American politician (1833–1912)

James Baird Weaver (June 12, 1833 – February 6, 1912) was an American politician in Iowa who was a member of the United States House of Representatives and two-time candidate for President of the United States. He joined the Republicans, opposed slavery, and served as an officer in the Union army during the Civil War, but after 1876 he switched to the Greenbacks, then the Populists, and finally the Democrats. He trained as a lawyer. Late in his career he served as mayor of Colfax, Iowa. He wrote A Call to Action: An Interpretation of the Great Uprising, Its Source and Causes published in 1892 when he was a Populist Party candidate for the U.S. presidency, he later wrote a history of Jasper County, Iowa.

Born in Ohio, he moved to Iowa as a boy when his family claimed a homestead on the frontier. He became politically active as a young man and was an advocate for farmers and laborers. He joined and quit several political parties in the furtherance of the progressive causes in which he believed. After serving in the Union Army in the American Civil War, Weaver returned to Iowa and worked for the election of Republican candidates.

After several unsuccessful attempts at Republican nominations to various offices, and growing dissatisfied with the conservative wing of the party, in 1877, Weaver switched to the Greenback Party, which supported increasing the money supply and regulating big business. As a Greenbacker with Democratic support, Weaver won election to the House in 1878. The Greenbackers nominated Weaver for president in 1880, but he received only 3.3 percent of the popular vote. After several more attempts at elected office, he was again elected to the House in 1884 and 1886. In Congress, he worked for expansion of the money supply and for the opening of Indian Territory to white settlement.

As the Greenback Party fell apart, a new anti-big business third party, the People's Party ("Populists"), arose. Weaver helped to organize the party and was their nominee for president in 1892. This time he was more successful and gained 8.5 percent of the popular vote and won five states, but still fell far short of victory. The Populists merged with the Democrats by the end of the 19th century, and Weaver went with them, promoting the candidacy of William Jennings Bryan for president in 1896, 1900, and 1908. After serving as mayor of his home town, Colfax, Iowa, Weaver retired from his pursuit of elective office. He died in Iowa in 1912. Most of Weaver's political goals remained unfulfilled at his death, but many came to pass in the following decades.

- - -

REQUIRED WORK:
1. List every political party that the text on James Baird Weaver says he belonged to, in the order he joined them.
2. Carry on the text about James Baird Weaver from where it ends.

Natural-language object grounding records

- - -

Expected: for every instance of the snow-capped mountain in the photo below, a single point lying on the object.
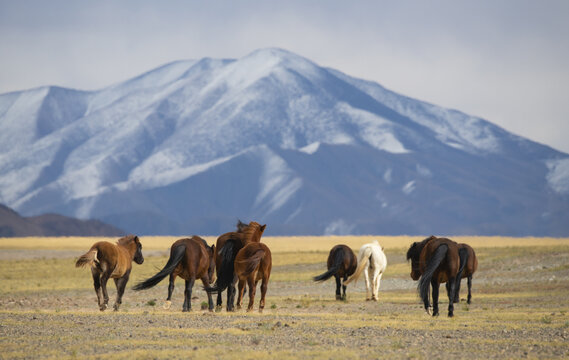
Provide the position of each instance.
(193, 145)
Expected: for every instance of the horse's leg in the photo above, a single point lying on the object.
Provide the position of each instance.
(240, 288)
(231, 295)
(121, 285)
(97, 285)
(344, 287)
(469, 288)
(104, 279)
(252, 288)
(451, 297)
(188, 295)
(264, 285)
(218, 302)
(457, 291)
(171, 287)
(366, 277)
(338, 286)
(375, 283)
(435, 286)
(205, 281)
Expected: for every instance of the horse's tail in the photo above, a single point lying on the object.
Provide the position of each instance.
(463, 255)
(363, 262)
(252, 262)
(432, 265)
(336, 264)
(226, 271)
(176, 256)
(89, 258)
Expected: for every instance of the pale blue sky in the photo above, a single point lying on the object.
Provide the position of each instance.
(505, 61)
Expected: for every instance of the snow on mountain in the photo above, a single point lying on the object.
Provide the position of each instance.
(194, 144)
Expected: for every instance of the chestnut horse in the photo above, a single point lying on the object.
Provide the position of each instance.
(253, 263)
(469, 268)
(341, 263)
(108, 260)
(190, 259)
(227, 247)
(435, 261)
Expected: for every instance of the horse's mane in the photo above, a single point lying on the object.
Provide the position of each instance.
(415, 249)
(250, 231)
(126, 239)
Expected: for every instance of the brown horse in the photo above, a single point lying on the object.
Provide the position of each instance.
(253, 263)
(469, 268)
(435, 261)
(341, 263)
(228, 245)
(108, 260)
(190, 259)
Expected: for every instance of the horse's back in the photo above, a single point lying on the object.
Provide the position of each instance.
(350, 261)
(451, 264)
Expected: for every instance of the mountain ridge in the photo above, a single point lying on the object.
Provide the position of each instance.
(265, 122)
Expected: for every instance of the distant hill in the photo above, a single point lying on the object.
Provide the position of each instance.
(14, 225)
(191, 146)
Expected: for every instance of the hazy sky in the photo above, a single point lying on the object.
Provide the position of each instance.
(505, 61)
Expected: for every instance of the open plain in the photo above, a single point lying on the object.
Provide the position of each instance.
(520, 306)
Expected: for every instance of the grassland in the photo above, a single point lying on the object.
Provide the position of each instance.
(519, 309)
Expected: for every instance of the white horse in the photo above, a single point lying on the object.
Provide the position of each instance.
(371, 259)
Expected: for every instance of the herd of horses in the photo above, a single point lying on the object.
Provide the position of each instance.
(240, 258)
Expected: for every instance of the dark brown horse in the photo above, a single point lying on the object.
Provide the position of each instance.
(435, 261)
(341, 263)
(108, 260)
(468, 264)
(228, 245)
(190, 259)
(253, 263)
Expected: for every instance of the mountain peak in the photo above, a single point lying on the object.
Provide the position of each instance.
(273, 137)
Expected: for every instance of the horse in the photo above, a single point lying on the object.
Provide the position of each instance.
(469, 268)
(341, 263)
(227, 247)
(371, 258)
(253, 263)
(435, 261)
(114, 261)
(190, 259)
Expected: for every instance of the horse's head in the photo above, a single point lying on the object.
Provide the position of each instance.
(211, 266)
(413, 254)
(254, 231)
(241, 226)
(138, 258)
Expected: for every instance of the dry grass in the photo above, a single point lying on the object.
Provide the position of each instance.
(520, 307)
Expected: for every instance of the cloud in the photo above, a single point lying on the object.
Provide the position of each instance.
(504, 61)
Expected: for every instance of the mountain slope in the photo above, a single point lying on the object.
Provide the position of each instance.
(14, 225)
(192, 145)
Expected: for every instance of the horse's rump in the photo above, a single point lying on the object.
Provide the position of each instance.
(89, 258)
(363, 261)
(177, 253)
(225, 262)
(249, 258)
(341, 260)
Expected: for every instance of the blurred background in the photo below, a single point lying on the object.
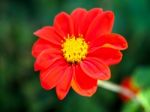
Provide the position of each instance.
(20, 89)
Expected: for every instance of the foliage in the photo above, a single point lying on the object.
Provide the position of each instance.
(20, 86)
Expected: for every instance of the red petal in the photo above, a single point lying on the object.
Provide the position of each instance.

- - -

RESPONSE LIST:
1. Republicans, Greenback Party, People's Party ("Populists"), Democrats

2.
==Early years==
James Baird Weaver was born in Dayton, Ohio, on June 12, 1833, the fifth of thirteen children of Abram Weaver and Susan Imlay Weaver. Weaver's father was a farmer, also born in Ohio, and a descendant of Revolutionary War veterans. He married Weaver's mother, who was from New Jersey, in 1824. Shortly after Weaver's birth, in 1835, the family moved to a farm nine miles north of Cassopolis, Michigan. In 1842, the family moved again to the Iowa Territory to await the opening of former Sac and Fox land to white settlement the following year. They claimed a homestead along the Chequest Creek in Davis County. Abram Weaver built a house and farmed his new land until 1848, when the family moved to Bloomfield, the county seat.

Abram Weaver, a Democrat involved in local politics, was elected clerk of the district court in 1848; he often vied for election to other offices, usually unsuccessfully. James Weaver's brother-in-law, Hosea Horn, a Whig, was appointed postmaster the following year, and through him James Weaver secured his first job, delivering mail to neighboring Jefferson County. In 1851 Weaver quit the mail route to read law with Samuel G. McAchran, a local lawyer. Two years later, Weaver interrupted his legal career to accompany another brother-in-law, Dr. Calvin Phelps, on a cattle drive overland from Bloomfield to Sacramento, California. Weaver initially intended to stay and prospect for gold, but instead booked passage on a ship for Panama. He crossed the isthmus, boarded another ship to New York, and returned home to Iowa.

Upon his return, Weaver worked briefly as a store clerk before resuming the study of law. He enrolled in the Cincinnati Law School in 1855, where he studied under Bellamy Storer. While in Cincinnati, Weaver began to question his support for the institution of slavery, a change biographers attribute to Storer's influence. After graduating in 1856 Weaver returned to Bloomfield and was admitted to the Iowa bar. By 1857, he had broken with the Democratic Party of his father to join the growing coalition that opposed the expansion of slavery, which became the Republican Party.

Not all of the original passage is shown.